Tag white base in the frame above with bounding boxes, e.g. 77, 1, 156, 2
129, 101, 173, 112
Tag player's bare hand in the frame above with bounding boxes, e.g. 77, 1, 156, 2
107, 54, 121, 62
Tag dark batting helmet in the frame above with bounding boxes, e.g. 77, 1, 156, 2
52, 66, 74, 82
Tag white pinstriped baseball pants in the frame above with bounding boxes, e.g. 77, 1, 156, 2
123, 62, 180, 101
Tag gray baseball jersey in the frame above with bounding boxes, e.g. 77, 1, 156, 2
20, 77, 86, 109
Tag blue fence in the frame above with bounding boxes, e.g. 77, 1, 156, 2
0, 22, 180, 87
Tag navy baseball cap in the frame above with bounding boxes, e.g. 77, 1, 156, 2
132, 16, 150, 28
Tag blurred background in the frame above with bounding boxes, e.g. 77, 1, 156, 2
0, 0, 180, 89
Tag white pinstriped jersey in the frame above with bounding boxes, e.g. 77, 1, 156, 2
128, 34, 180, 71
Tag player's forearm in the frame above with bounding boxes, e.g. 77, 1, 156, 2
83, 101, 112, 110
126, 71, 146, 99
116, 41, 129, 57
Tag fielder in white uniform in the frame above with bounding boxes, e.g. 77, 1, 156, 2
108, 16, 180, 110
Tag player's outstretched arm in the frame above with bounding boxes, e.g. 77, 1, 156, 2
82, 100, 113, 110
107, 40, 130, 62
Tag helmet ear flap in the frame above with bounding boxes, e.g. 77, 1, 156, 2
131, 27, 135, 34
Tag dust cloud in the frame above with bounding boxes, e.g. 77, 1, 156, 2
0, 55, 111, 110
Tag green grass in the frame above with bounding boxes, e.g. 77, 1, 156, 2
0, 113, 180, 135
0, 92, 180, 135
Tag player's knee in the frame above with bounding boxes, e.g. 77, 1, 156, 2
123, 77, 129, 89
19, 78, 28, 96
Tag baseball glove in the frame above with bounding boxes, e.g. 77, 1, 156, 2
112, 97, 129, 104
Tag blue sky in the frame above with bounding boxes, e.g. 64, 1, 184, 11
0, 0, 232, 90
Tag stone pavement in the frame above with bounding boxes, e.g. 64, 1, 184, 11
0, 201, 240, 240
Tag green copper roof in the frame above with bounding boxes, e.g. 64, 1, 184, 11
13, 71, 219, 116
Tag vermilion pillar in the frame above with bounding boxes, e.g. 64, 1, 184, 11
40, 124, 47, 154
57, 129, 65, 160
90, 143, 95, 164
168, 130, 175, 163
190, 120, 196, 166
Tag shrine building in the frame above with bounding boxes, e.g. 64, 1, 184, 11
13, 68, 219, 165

■ Your goal ■
Rewrite every row above, replacing "Tag" with "Mark" and leaving everything else unchanged.

■ Reply to the task ■
Mark white base in the frame above with bounding boxes, e.g. 77, 1, 156, 2
129, 101, 173, 112
Mark player's bare hand in the frame above with bounding boxes, e.g. 77, 1, 156, 2
107, 54, 121, 62
Mark dark batting helmet in the frame above with bounding boxes, e.g. 77, 1, 156, 2
52, 66, 74, 82
Mark white pinstriped baseball pants in the frame above with bounding boxes, e.g. 77, 1, 156, 2
123, 62, 180, 101
Mark gray baseball jersey in the frame above with bounding boxes, e.g. 77, 1, 156, 2
20, 77, 86, 109
Mark blue fence in the frame above with bounding boxes, e.g. 77, 1, 156, 2
0, 22, 180, 87
Mark navy baseball cap in the frame above with bounding boxes, e.g. 77, 1, 156, 2
132, 16, 150, 28
Mark blurred background in the frame above with bounding boxes, e.g. 77, 1, 156, 2
0, 0, 180, 89
Mark white pinstriped jersey in the frame above with bounding boxes, e.g. 77, 1, 156, 2
128, 34, 180, 71
Mark player's forearm in the frame above with bounding boxes, e.g. 77, 1, 156, 2
83, 101, 112, 110
126, 71, 146, 99
116, 41, 129, 57
Mark fielder in white uniform in the frame above with bounding boxes, e.g. 77, 1, 156, 2
108, 16, 180, 110
Mark player's outstretched arm in the frame above with bounding boxes, e.g. 77, 1, 156, 2
82, 100, 113, 110
107, 40, 130, 62
Mark helmet ear flap in the frame above with bounding boxes, e.g. 77, 1, 156, 2
131, 27, 135, 34
Mark dust cloud in the frame above with bounding boxes, e.g. 77, 1, 156, 2
0, 55, 111, 110
Mark green grass in the frame above with bounding boxes, e.g. 77, 1, 156, 2
0, 113, 180, 135
0, 92, 180, 135
Mark player's knee in the frame above with bounding boxes, e.g. 77, 1, 156, 2
123, 77, 129, 89
19, 78, 28, 96
Mark baseball glove in the frame above with bounding boxes, e.g. 77, 1, 156, 2
112, 97, 129, 104
Mark blue sky in the frame above with bounding boxes, e.g. 64, 1, 184, 11
0, 0, 232, 90
Mark stone pavement in the frame above with bounding boxes, e.g. 64, 1, 184, 11
0, 201, 240, 240
Mark green copper roof in the frame above with bounding boxes, e.g. 64, 1, 184, 11
13, 71, 219, 116
Mark vermilion pillar in the frame above with bounding boxes, e.g. 64, 1, 184, 11
40, 124, 47, 154
57, 129, 65, 160
90, 143, 95, 164
168, 130, 175, 163
190, 120, 196, 166
Mark shrine building in the frame above with bounding boxes, e.g. 64, 1, 184, 11
13, 68, 219, 165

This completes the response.